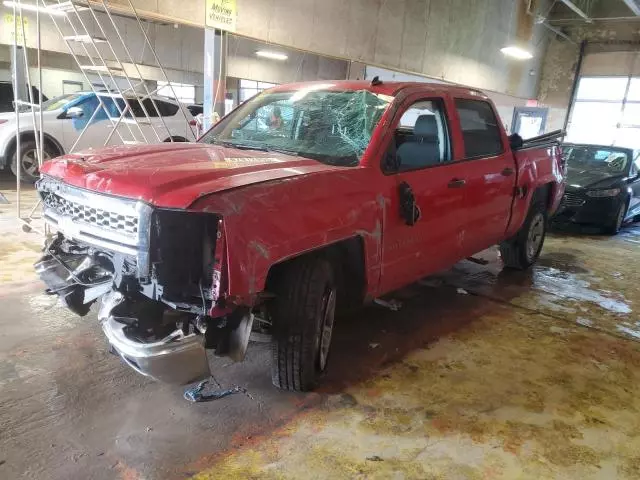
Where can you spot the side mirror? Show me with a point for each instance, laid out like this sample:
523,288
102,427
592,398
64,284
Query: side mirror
515,141
75,112
391,162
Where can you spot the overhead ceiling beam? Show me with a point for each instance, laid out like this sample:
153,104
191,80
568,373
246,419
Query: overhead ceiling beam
633,6
576,9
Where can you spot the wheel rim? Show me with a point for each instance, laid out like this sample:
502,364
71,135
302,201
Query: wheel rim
326,327
535,236
29,161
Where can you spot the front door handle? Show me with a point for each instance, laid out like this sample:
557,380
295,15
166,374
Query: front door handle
457,183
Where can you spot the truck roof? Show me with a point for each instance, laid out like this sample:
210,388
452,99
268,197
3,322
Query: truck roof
385,88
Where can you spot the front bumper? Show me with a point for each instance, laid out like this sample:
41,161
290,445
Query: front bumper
176,359
581,209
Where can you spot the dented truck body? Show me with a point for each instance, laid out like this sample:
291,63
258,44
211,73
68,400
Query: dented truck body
187,246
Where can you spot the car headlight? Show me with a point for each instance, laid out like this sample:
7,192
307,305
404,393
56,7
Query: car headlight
611,192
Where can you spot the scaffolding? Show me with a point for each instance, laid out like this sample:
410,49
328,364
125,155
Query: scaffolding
95,54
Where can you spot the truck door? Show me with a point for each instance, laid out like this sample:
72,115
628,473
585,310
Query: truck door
490,172
424,221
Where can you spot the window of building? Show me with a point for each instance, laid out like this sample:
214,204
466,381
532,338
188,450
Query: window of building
249,88
184,92
606,111
480,130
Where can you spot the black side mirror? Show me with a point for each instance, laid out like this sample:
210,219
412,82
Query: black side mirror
391,162
75,112
515,141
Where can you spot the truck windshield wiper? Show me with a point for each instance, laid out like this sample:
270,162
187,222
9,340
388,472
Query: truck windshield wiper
283,150
240,146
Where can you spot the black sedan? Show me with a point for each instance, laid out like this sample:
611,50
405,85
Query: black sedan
603,186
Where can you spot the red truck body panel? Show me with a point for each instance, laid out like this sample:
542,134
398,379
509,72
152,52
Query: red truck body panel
275,206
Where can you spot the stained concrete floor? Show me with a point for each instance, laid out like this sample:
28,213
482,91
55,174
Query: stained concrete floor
482,374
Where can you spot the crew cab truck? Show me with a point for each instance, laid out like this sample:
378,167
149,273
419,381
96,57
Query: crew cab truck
307,198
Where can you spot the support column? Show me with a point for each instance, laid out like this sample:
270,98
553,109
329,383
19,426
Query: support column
215,74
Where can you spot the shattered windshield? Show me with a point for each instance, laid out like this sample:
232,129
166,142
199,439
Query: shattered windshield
333,127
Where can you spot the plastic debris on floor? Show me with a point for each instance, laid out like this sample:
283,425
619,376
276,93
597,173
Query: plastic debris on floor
197,393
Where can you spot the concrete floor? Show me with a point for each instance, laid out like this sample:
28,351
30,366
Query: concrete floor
482,374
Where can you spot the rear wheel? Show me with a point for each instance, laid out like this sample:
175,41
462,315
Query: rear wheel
523,249
303,313
616,223
29,168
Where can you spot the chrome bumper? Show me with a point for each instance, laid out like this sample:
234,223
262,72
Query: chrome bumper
176,359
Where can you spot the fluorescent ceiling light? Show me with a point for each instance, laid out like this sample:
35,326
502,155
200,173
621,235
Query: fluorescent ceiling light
85,39
34,8
516,52
271,55
99,68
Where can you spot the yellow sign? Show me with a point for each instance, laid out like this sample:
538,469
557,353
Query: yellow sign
221,14
8,35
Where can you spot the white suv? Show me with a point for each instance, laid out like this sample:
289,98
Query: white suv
65,117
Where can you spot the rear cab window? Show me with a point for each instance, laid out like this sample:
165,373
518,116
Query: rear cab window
480,128
421,137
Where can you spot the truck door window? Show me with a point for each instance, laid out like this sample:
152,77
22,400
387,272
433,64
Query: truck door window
480,128
421,138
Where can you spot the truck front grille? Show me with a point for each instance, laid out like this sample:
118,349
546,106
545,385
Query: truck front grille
90,215
102,221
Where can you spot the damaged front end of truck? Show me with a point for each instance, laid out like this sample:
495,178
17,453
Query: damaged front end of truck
158,274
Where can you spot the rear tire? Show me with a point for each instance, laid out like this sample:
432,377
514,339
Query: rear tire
523,249
614,227
303,313
30,170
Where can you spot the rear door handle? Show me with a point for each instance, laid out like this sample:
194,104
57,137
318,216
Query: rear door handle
457,183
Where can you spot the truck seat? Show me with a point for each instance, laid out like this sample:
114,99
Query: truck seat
424,149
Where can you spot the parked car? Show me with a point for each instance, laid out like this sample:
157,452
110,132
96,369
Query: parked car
7,98
603,186
196,109
358,189
65,117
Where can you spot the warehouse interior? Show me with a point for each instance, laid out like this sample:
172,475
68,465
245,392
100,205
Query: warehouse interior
470,370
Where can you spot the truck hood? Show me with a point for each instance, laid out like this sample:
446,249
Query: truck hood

▶ **What to produce**
Using the entries above, say how many lines include the word "hood", with no other output.

▶ **Exercise result**
2